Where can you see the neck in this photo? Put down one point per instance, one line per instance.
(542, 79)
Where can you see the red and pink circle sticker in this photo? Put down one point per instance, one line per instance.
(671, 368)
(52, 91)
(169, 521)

-=-=-

### EXERCISE INSTRUCTIONS
Reproduce the material above line for line, changing nothing.

### ANSWER IN FULL
Where can you see the neck in this photo? Put down one point per instance, one line per instance.
(542, 79)
Where can you see the red and pink circle sticker in this photo? Put down one point per instance, one line per instance.
(671, 368)
(52, 91)
(169, 521)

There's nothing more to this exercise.